■ Data provided ■

━━━━━━━━

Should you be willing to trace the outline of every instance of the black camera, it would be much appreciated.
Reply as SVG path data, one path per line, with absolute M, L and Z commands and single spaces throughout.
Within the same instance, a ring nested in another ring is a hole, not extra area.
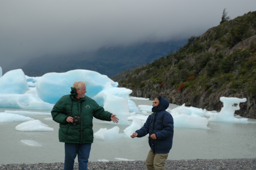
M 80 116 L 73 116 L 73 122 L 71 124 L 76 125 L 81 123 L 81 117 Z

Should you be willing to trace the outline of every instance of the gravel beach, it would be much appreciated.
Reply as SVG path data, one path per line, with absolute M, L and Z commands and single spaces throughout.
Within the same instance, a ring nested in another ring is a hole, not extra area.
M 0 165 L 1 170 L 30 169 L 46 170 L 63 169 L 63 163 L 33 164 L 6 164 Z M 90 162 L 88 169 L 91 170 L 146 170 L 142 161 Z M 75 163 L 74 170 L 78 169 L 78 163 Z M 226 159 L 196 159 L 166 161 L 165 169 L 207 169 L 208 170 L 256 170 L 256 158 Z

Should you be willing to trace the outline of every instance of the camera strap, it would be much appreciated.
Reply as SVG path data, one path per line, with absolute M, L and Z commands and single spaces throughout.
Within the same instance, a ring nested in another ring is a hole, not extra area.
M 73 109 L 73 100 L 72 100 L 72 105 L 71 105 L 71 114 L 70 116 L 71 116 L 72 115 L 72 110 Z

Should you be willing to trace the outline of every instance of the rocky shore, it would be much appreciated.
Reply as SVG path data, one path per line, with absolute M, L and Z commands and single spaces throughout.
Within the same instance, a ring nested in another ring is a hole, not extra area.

━━━━━━━━

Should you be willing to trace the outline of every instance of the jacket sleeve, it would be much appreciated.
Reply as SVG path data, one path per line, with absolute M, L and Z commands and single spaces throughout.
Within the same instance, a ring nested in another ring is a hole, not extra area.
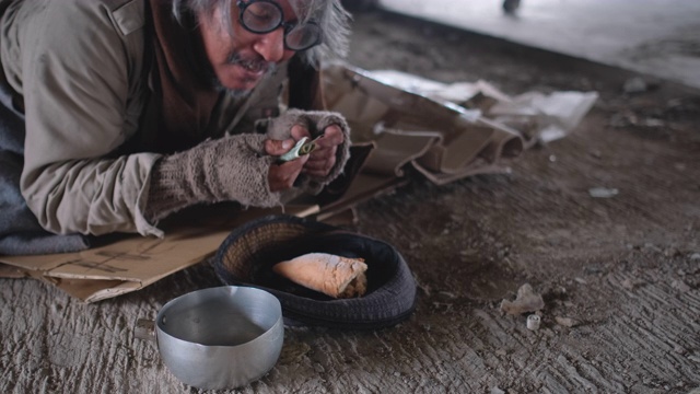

━━━━━━━━

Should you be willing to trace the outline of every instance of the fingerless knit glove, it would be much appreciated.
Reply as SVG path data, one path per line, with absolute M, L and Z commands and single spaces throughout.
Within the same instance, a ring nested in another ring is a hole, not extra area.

━━━━━━━━

Rewrite the lines starting with the line that contains "beach, it would be much appreciated." and going on through the line that contains "M 0 165 L 1", replacing "gravel beach" with "pebble beach" and leaving everything else unchanged.

■ Task result ■
Should you be willing to trace the outline of every instance of the pebble beach, it would be much appreciated.
Reply as SVG path data, one path per line, with absolute M, L and Z commands and single spaces throughout.
Within the same instance, a ring nested in another ring is a hole, not extra area.
M 0 165 L 1 170 L 30 169 L 46 170 L 63 169 L 63 163 L 33 164 L 6 164 Z M 90 162 L 88 169 L 91 170 L 146 170 L 142 161 Z M 75 163 L 74 170 L 78 169 L 78 163 Z M 226 159 L 196 159 L 166 161 L 165 169 L 207 169 L 208 170 L 256 170 L 256 158 Z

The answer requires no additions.